(What is asked): In the stretch from the line containing "Trace the outline of every instance of the group" through the end of the listing, change "Polygons" to "Outlines" and reproduce those lines with everything else unchanged.

Rows from a segmentation dataset:
- - -
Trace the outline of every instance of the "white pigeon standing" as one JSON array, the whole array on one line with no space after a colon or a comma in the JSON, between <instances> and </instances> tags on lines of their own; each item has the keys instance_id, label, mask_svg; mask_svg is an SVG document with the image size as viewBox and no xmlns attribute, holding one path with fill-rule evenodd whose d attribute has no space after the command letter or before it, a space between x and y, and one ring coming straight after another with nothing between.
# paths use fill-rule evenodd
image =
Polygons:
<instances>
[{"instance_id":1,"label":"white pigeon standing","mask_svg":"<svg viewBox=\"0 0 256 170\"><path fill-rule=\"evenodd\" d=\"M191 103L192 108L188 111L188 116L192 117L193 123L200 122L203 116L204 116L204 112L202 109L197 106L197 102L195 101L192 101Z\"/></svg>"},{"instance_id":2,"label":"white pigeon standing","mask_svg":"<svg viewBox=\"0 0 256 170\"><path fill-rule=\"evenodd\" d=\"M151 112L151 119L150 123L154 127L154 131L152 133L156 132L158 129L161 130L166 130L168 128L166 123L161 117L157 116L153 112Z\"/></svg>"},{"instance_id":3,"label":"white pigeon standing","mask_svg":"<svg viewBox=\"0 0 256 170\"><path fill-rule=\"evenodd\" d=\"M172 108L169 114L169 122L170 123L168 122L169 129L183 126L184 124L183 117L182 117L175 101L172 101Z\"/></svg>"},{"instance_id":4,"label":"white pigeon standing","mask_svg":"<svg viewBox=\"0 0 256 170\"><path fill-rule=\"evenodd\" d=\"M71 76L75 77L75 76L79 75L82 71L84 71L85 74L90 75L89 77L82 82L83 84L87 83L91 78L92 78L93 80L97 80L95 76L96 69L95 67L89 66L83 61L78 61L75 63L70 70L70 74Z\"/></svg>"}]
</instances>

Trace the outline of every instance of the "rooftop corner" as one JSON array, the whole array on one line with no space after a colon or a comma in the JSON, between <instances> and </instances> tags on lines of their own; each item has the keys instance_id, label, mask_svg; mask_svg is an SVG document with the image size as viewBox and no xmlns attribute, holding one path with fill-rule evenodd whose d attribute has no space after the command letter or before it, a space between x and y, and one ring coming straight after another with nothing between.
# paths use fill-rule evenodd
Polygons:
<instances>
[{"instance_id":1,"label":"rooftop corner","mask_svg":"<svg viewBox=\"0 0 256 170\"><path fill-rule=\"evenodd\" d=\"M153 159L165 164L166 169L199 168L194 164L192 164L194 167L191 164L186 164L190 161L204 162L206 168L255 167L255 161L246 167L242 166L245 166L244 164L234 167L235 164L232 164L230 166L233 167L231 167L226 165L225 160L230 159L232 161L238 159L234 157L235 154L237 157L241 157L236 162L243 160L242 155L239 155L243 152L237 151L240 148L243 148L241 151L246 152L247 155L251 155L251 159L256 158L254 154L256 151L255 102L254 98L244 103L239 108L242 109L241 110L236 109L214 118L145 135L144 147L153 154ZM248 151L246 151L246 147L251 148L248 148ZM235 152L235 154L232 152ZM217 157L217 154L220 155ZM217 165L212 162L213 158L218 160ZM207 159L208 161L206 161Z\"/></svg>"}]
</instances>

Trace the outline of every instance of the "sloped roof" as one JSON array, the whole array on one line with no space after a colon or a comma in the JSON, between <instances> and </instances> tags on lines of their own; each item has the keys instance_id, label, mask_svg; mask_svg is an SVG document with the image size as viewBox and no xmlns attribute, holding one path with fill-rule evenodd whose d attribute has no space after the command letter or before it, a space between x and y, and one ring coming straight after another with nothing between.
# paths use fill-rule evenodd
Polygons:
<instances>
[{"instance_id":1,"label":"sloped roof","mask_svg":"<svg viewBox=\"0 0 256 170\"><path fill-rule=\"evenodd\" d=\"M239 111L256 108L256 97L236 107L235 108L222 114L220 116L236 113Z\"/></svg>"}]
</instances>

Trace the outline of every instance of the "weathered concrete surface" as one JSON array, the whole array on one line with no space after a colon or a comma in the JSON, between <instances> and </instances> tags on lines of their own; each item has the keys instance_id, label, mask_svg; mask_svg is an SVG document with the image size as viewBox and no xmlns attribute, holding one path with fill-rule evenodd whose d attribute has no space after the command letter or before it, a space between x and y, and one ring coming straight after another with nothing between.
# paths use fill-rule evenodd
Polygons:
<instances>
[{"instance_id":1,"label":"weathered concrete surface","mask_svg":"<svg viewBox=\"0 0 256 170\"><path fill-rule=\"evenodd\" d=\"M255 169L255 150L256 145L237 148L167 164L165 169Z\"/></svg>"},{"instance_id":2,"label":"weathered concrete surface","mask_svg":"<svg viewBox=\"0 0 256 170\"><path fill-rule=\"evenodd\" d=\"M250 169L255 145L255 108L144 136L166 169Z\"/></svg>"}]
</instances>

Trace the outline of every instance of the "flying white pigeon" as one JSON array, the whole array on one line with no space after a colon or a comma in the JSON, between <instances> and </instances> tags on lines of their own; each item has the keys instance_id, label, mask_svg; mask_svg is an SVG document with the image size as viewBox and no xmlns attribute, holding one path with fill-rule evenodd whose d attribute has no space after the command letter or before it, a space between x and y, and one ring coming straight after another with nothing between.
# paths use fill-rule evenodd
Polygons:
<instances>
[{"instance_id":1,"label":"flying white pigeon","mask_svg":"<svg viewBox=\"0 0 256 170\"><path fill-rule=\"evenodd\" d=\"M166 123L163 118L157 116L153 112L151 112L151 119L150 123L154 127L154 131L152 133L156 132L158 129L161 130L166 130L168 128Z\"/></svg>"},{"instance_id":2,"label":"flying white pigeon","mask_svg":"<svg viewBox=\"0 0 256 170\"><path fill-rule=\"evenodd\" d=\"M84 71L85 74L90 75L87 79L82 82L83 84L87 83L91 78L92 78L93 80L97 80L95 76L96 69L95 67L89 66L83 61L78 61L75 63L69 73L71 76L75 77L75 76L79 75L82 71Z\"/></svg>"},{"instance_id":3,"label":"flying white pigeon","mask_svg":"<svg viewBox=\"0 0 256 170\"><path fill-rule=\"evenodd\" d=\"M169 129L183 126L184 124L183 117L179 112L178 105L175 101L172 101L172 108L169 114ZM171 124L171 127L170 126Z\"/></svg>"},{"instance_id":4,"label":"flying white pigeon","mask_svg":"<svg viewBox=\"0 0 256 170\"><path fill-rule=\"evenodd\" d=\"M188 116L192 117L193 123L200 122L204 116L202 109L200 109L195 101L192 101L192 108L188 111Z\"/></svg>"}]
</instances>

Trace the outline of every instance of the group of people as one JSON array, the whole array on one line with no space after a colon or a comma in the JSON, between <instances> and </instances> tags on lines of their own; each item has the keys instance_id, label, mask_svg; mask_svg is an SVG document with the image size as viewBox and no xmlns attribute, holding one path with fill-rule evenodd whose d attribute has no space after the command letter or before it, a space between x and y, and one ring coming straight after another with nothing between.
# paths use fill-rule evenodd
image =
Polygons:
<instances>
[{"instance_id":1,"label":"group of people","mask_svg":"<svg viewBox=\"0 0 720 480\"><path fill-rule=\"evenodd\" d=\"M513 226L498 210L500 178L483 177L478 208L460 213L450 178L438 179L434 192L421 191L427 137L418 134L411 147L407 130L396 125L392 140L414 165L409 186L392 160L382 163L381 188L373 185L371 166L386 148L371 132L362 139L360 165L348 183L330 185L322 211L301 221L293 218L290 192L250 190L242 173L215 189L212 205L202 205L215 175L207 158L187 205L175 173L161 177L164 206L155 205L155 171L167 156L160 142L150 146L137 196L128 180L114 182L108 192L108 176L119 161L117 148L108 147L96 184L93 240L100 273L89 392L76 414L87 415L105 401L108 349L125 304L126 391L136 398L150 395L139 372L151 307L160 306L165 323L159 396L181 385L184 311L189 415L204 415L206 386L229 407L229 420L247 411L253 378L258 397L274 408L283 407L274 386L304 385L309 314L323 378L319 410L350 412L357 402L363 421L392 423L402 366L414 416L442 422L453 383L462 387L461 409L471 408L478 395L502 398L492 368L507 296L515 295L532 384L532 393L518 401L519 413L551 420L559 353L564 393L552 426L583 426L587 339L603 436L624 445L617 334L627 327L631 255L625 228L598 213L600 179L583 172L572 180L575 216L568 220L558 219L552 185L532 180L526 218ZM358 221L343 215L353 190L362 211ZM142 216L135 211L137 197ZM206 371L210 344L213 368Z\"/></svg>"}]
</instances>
- - -
(Result for this task):
Trace the outline of every instance of the group of people as one JSON array, the whole array on one line with no space after a colon or a comma in the JSON, between <instances> and </instances> tags on lines of their own; each item has the keys instance_id, label, mask_svg; mask_svg is an SVG document with the image size as viewBox and no xmlns attribute, holding one path with fill-rule evenodd whose d attribute has no space after the command letter or before it, a space between x and y, and one ring coming straight after another with nothing between.
# paths use fill-rule evenodd
image =
Outlines:
<instances>
[{"instance_id":1,"label":"group of people","mask_svg":"<svg viewBox=\"0 0 720 480\"><path fill-rule=\"evenodd\" d=\"M513 226L498 210L500 178L483 177L478 208L460 213L450 178L438 179L434 192L421 191L427 137L418 134L411 147L407 130L396 125L392 140L414 165L409 186L392 160L382 163L381 188L373 185L371 166L386 148L371 132L362 139L360 165L348 183L330 185L322 211L301 221L293 218L290 192L250 190L242 173L215 189L212 205L202 205L215 175L207 158L187 205L175 173L161 177L164 206L155 205L155 171L167 156L160 142L150 146L137 196L128 180L114 182L108 192L108 176L119 161L117 148L108 147L96 184L93 240L100 273L89 392L76 414L87 415L105 401L108 349L125 304L126 391L136 398L150 395L139 372L151 307L160 306L165 323L159 396L181 385L184 311L189 415L204 415L206 386L229 407L229 420L247 411L253 378L258 397L274 408L283 407L274 386L304 385L309 314L323 378L319 410L350 412L357 402L363 421L392 423L402 366L414 416L442 422L453 383L462 387L461 409L471 408L478 395L502 398L492 368L507 296L515 295L532 384L532 393L518 401L519 413L551 420L559 353L564 393L552 426L583 426L587 339L603 436L624 445L617 334L627 327L631 255L625 228L598 213L600 179L583 172L572 180L575 216L568 220L558 219L552 185L532 180L526 218ZM358 221L343 215L353 190L362 211ZM142 216L135 211L137 197ZM206 371L210 344L213 368Z\"/></svg>"}]
</instances>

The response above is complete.